** START Source extract **
If either is disabled, node pool auto-creation won't create new node pools for your custom ComputeClass.

Evaluate the result

  • Node pool auto-creation enabled: in the ComputeClass, the nodePoolAutoCreation.enabled field is set to true, and node auto-provisioning is enabled at the cluster-level.
  • Node pool auto-creation disabled:

    • Interpretation: node pool auto-creation is disabled if the value of nodePoolAutoCreation.enabled field is false or missing in the ComputeClass, or if cluster-level node auto-provisioning is disabled.
    • Resolution: enable node pool auto-creation:

      1. Edit the custom ComputeClass YAML file to include nodePoolAutoCreation: enabled: true:

        spec:
          # ... priorities
          nodePoolAutoCreation:
            enabled: true
        
      2. Enable node pool auto-creation at cluster level and configure resource limits:

        gcloud container clusters update CLUSTER_NAME --location LOCATION \
          --enable-autoprovisioning \
          --autoprovisioning-min-cpu=MIN_CPU \
          --autoprovisioning-max-cpu=MAX_CPU \
          --autoprovisioning-min-memory=MIN_MEMORY \
          --autoprovisioning-max-memory=MAX_MEMORY
        

Check resource limits for node pool auto-creation

Node pool auto-creation has cluster-wide limits for CPU and memory. If the cluster's current usage plus the resources of a new node exceeds these limits, node pool auto-creation won't provision new nodes.

  1. View the resource limits:

    gcloud container clusters describe CLUSTER_NAME
        --location LOCATION
    --format="value(autoscaling.resourceLimits)"
    

    The output lists the resourceType, minimum, and maximum fields for CPU and memory (in GB).

  2. Review the machine types in your custom ComputeClass's priorities. Check their CPU and memory specifications in the machine types documentation.

  3. Determine the current total CPU and memory capacity of all nodes in the cluster. The sum of current capacity plus the resources of a potential new node must not exceed the maximum limit for node pool auto-creation.
** END Source extract **
** START Entries provided **
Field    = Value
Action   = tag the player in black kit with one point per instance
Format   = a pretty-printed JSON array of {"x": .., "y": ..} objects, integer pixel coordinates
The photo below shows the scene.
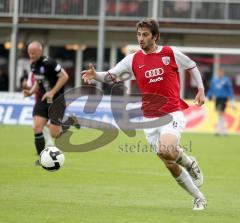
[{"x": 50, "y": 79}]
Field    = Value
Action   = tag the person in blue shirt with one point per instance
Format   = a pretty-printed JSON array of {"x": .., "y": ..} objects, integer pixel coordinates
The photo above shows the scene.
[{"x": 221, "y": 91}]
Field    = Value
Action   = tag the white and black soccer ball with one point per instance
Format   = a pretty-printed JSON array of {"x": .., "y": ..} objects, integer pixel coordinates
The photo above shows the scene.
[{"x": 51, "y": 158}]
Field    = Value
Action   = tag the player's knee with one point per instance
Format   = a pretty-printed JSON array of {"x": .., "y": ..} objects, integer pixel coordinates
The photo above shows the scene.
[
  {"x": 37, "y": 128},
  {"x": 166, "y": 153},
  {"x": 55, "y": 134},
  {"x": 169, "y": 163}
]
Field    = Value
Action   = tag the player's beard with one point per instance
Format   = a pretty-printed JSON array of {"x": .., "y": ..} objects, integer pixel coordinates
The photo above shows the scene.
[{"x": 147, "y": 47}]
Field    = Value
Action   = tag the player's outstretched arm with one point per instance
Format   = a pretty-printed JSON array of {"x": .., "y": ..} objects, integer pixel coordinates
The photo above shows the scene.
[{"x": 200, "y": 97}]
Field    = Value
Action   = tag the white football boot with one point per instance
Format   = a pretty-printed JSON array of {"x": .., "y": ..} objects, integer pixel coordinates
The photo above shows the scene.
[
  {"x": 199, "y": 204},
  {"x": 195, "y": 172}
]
** END Entries provided **
** START Entries provided **
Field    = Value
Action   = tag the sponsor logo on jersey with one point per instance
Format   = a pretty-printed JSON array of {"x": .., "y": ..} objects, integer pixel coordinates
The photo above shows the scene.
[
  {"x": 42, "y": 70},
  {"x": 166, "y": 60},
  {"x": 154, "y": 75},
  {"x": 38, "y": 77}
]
** END Entries provided **
** START Entries provided **
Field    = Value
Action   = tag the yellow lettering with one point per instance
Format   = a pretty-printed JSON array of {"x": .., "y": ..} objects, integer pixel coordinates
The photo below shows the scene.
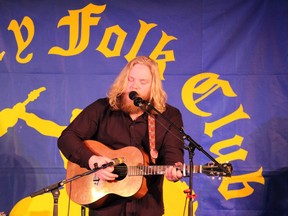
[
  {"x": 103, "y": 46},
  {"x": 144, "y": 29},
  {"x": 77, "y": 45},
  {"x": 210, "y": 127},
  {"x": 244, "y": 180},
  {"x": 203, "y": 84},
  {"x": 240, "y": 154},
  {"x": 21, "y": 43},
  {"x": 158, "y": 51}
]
** END Entries provided **
The tasks
A - According to the text on troubleshooting node pool auto-creation, under what conditions is node pool auto-creation disabled?
B - Pick up the text on troubleshooting node pool auto-creation right after its last sentence and write what comes next.
These items were taken from a separate source.

Written answers
A - It is disabled if the nodePoolAutoCreation.enabled field is false or missing in the ComputeClass, or if cluster-level node auto-provisioning is disabled.

B -
Evaluate the result

  • Sufficient capacity: the cluster has sufficient CPU and memory capacity within resource limits for node pool auto-creation to provision a new node.
  • Limits exceeded:

    • Interpretation: node pool auto-creation can't provision new nodes because the cluster has reached CPU or memory limits, or limits were set too low for the machine types in the ComputeClass.
    • Resolution: increase the resource limits for node pool auto-creation:

      1. Determine new maximum limits that account for current usage and future growth, including the largest machine types in the custom ComputeClass.

      2. Update resource limits for node pool auto-creation. You can set multiple resources in one command:

        gcloud container clusters update CLUSTER_NAME --location LOCATION \
          --set-nap-resource-limits resourceType=cpu,maximum=NEW_MAX_CPU \
          --set-nap-resource-limits resourceType=memory,maximum=NEW_MAX_GB
        

Analyze autoscaler fallback behavior

This section helps you investigate external factors to understand why the cluster autoscaler might be skipping preferred options and using fallbacks, or failing to scale up.

Custom ComputeClasses use prioritized fallback logic. If a Pod isn't scheduling on nodes matching the highest-priority rule, it's often due to constraints like resource unavailability or project quotas. When GKE can't provision nodes matching a specific priority rule, for example, due to a ZONE_RESOURCE_POOL_EXHAUSTED or QUOTA_EXCEEDED error from Compute Engine, the cluster autoscaler immediately tries the next rule in the priorities list. There is no waiting period before GKE falls back to the next priority, except when using TPUs or the Flex Start provisioning model, which support a configurable delay.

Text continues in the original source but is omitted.